• _The task_
Reproduce word for word the portion of the text on Chhath Puja between "Chhath Puja is" and "the Chhath vrat.", inclusive.

• _Text segment_

* * * * * * * * *

It is believed that the main sources of Sun’s powers are his wife Usha and Pratyusha. In Chhath, there is a combined worship of both the powers along with the Sun. In the morning, the worship of the first ray or Usha and the last ray or Pratyusha of the sun in the evening are offered to both of them. And the rituals are rigorous and are observed over a period of four days. They include holy bathing, fasting and abstaining from food and water, standing in water for long periods of time, and offering Prasad or prayer offerings and arghya to the setting and rising sun. Some devotees also perform a prostration march as they head for the river banks.

Although the festival is observed most elaborately in the Madhesh or the southern region of Nepal and the Indian states of Bihar, Jharkhand and UP, it is also more prevalent in areas where migrants from those areas have a presence. It is celebrated in all Northern regions and major Northern urban centers in India.

There are two types of the Chhath Puja, the Chaitra Chhath which is celebrated in the Chaitra month which begins around 22/23 March and the Kartik Chhath which is the more famous one and which is celebrated in a large scale in the month of Kartika, which corresponds to about 22/23 October according to the Gregorian calendar. The word “Chhath” translates to sixth in Bhojpuri, Maithili and Nepali dialects. The festival is celebrated on the 6th day of the Kartikeya month of the Hindu calendar and hence is known as the Chhath Puja. According to the English Calendar, it falls in the month of October or November. This festival lasts for 4 days, which makes it the longest festival after Navratis.

Chhath Puja is considered to be one of the oldest rituals mentioned in the prominent mythological scriptures. The Rigveda also contains some hymns worshipping the Lord Surya. Chhath Puja has been mentioned in both the major Indian epics. In the Ramayana, when Lord Rama and Sita returned Ayodhya, people celebrated Diwali in the joy of their arrival. On the sixth day the Ramrajya was established and on this day Rama and Sita fasted and the Surya Shashthi or Chhath Puja was performed by Sita. It is said she was blessed with the twins, Luv and Kush. It is believed that Sita Charan temple in Munger, Bihar is the place where she performed the Chhath vrat.

According to the Mahabharata, Lord Surya’s son Karna was the first person to perform some of these rituals. He offered prayer to the Sun god standing in the water and offered Prasad to the needy. This gradually became a ritual of the Chhat Puja. Later, Draupadi and the Pandavas performed these rituals to regain their lost kingdom.

Apart from the religious significance, there is also some science associated with the rituals of Chhath Puja. To complete the rituals, devotees have to stand at the banks of the rivers for long hours. So these rituals take place in the morning and evening as the ultraviolet rays of the sun are at their weakest during the sunrise and sunset. The sun rays at these moments are extremely beneficial and help in the detoxification of the body, mind, and soul. The festival also has an agricultural significance and is referred to as a post-harvest festival, where people show gratitude for a good harvest in the season just ended.

* * * * * * * * *

• _Data provided_
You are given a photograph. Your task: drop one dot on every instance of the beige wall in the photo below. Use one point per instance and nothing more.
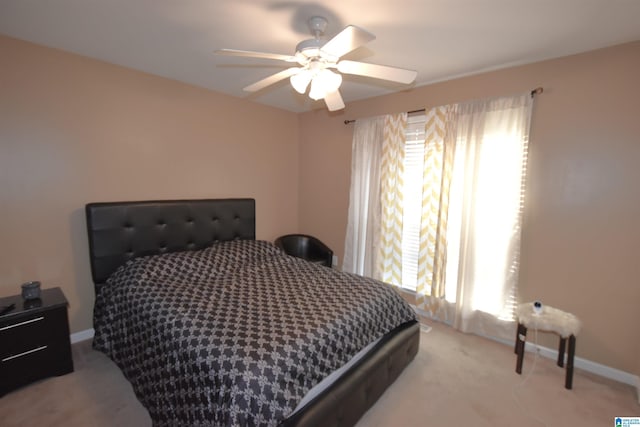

* * * * * * * * *

• _Correct result_
Chhath Puja is considered to be one of the oldest rituals mentioned in the prominent mythological scriptures. The Rigveda also contains some hymns worshipping the Lord Surya. Chhath Puja has been mentioned in both the major Indian epics. In the Ramayana, when Lord Rama and Sita returned Ayodhya, people celebrated Diwali in the joy of their arrival. On the sixth day the Ramrajya was established and on this day Rama and Sita fasted and the Surya Shashthi or Chhath Puja was performed by Sita. It is said she was blessed with the twins, Luv and Kush. It is believed that Sita Charan temple in Munger, Bihar is the place where she performed the Chhath vrat.